*** Input records
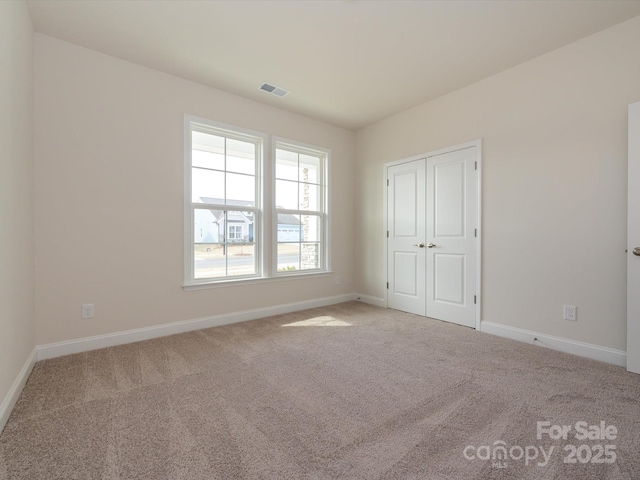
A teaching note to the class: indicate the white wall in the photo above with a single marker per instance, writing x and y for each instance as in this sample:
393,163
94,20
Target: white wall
109,195
554,184
17,337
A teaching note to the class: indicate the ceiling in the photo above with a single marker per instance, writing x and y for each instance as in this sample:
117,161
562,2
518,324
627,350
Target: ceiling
346,62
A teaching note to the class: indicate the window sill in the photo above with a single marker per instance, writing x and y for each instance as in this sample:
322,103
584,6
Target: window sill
253,281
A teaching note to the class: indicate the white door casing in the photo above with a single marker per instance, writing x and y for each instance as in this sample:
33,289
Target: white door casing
633,242
451,240
406,232
432,211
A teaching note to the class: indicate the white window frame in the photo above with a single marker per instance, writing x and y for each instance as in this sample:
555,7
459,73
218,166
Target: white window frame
265,215
323,212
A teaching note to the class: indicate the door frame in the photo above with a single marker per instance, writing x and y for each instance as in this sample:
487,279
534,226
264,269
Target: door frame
478,244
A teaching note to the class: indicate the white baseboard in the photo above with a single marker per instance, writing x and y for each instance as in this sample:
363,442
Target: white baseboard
53,350
595,352
14,392
376,301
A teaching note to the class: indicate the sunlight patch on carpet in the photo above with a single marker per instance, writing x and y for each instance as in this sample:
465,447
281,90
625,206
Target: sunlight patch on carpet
323,321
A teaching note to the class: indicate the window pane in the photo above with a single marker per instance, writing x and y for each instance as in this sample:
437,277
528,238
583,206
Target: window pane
309,197
207,160
289,228
288,257
241,259
207,150
310,256
209,260
239,227
207,186
223,243
311,228
286,194
309,169
286,165
241,157
241,190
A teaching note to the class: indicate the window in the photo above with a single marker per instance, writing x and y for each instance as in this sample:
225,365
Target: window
225,207
300,208
233,230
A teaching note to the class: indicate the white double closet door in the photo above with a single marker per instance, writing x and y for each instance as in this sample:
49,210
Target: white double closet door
432,247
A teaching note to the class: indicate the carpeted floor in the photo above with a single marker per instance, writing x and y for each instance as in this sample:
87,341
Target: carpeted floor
343,392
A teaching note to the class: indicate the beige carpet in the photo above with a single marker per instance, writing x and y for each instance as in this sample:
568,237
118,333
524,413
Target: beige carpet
343,392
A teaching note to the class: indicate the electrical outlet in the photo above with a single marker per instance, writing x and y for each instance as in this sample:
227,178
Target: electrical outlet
570,313
87,310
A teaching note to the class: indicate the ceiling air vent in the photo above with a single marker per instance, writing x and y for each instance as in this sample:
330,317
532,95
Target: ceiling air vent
273,90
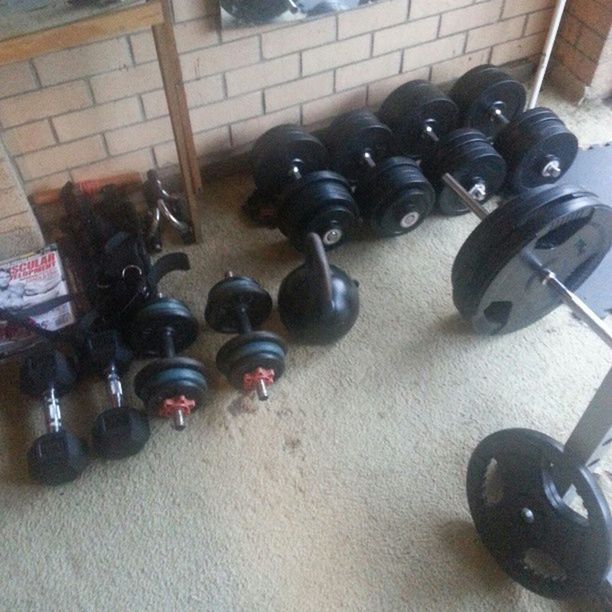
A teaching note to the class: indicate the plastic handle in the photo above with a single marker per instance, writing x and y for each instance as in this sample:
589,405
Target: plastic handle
319,272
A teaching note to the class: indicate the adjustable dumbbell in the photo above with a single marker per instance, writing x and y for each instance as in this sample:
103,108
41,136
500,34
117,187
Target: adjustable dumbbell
391,192
253,360
58,456
170,387
424,120
291,165
119,431
317,302
536,144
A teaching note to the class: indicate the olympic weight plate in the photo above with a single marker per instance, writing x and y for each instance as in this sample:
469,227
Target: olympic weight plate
352,135
322,203
232,299
566,229
411,109
516,483
484,89
394,196
471,159
277,151
247,352
537,139
164,379
150,321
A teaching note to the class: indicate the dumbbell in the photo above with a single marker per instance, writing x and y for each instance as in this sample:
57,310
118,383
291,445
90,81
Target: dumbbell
425,122
317,302
119,431
291,165
170,387
536,144
391,192
58,456
253,360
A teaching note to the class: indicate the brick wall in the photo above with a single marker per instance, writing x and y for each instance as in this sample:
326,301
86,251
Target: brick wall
100,108
582,58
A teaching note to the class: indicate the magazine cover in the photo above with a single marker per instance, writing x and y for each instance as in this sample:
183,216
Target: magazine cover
27,282
241,13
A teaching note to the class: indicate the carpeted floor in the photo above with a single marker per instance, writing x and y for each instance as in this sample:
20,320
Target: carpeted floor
345,490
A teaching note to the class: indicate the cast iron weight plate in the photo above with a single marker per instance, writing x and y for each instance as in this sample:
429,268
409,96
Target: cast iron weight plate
565,228
480,90
411,108
515,486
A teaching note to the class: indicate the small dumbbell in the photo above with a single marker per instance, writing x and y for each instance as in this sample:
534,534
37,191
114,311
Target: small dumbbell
391,191
536,145
253,360
119,431
58,456
291,165
318,303
425,120
170,387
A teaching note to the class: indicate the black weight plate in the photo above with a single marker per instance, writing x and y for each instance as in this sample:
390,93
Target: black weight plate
411,108
538,137
395,197
516,482
164,379
480,90
245,353
468,156
278,150
569,231
322,203
232,295
353,134
145,332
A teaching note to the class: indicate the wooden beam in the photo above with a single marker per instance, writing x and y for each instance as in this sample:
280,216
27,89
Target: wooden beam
172,76
81,32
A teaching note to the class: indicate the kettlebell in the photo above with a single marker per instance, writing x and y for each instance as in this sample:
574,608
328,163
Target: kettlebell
318,303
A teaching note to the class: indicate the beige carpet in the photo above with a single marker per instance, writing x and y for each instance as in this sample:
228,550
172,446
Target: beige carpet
345,490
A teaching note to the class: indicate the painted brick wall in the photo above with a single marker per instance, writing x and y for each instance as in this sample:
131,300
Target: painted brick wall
582,58
99,109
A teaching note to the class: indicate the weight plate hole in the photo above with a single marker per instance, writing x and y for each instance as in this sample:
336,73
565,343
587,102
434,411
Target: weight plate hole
562,234
493,489
542,564
498,313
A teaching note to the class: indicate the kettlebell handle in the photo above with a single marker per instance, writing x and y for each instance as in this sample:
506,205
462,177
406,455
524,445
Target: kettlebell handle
319,272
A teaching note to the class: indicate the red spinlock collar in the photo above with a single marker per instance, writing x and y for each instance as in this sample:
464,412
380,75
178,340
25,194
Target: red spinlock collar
172,404
250,379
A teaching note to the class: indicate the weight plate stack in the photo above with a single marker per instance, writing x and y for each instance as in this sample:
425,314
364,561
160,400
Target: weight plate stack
470,158
565,228
394,196
531,143
353,134
411,108
321,202
516,483
278,150
483,89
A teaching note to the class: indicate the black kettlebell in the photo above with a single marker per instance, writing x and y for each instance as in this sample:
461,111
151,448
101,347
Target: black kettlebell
318,302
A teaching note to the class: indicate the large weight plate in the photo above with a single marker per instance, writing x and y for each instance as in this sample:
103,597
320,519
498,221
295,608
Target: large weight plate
532,141
516,483
411,108
278,150
568,230
353,134
482,89
150,321
232,295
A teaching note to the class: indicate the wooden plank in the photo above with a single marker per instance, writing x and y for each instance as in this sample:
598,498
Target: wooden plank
170,66
81,32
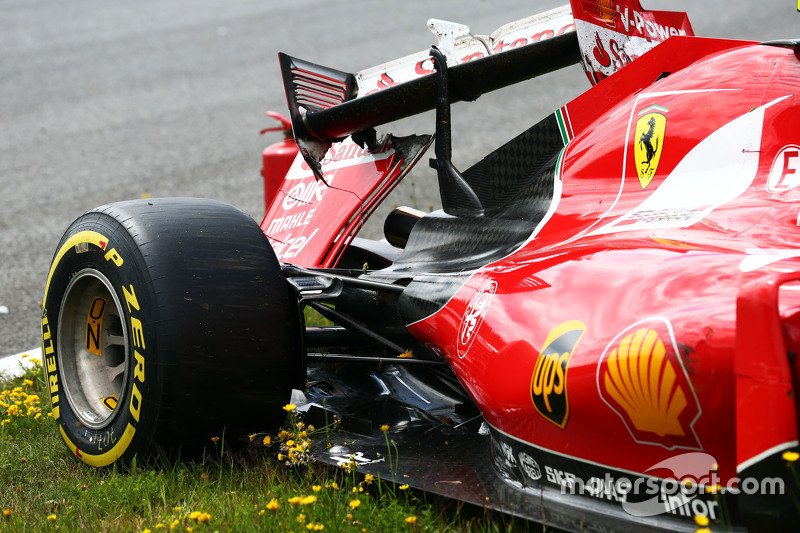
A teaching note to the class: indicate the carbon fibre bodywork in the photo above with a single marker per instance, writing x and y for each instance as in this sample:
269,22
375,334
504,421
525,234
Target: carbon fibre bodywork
604,338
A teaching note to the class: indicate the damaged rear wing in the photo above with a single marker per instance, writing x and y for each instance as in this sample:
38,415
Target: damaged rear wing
327,105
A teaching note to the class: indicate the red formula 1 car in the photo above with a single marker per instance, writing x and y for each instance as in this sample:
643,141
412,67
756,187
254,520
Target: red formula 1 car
599,330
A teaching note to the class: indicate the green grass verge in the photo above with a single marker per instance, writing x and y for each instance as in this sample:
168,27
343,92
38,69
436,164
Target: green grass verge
44,488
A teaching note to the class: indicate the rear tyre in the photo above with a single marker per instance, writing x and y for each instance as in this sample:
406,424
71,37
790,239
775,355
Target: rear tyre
166,323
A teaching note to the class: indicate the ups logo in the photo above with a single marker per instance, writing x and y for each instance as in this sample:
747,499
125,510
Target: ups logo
549,381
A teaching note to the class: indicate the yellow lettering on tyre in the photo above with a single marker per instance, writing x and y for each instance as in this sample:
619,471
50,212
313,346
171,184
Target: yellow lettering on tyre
136,402
94,325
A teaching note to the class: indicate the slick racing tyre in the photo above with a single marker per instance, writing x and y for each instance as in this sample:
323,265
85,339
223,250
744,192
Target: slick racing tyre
166,323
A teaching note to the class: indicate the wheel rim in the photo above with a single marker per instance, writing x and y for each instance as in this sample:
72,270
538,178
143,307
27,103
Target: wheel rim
92,349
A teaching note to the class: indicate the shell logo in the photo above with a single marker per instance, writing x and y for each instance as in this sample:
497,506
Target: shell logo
642,378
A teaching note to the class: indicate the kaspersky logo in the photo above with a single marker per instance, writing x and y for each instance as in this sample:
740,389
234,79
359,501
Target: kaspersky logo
649,143
642,378
549,381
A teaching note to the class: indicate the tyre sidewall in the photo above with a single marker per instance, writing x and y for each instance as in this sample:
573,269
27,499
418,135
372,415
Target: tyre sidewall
97,242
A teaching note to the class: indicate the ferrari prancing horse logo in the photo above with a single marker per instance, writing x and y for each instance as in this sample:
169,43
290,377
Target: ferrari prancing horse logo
648,145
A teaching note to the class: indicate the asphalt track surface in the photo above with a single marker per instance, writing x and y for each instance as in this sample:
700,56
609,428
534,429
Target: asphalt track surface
108,101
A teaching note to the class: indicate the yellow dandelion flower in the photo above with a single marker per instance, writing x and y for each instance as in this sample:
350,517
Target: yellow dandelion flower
787,456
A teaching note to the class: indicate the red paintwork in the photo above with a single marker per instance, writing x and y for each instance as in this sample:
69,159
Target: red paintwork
725,319
675,256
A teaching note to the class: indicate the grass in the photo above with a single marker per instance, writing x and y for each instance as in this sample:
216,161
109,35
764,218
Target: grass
44,488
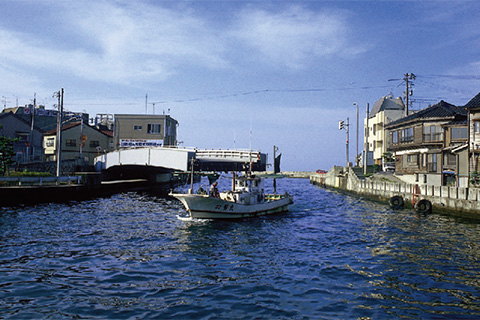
******
### Work task
What you write must match, line for line, the records from the line containing "Target: red paintwork" through the last line, with every picture left out.

### Answer box
Target: red paintwork
725,319
675,256
A teaching note to the class: indicate the grass in the photo above with a single marker per instance, writing x and y for each instance as in this sample:
216,161
109,35
764,218
Target: grass
44,488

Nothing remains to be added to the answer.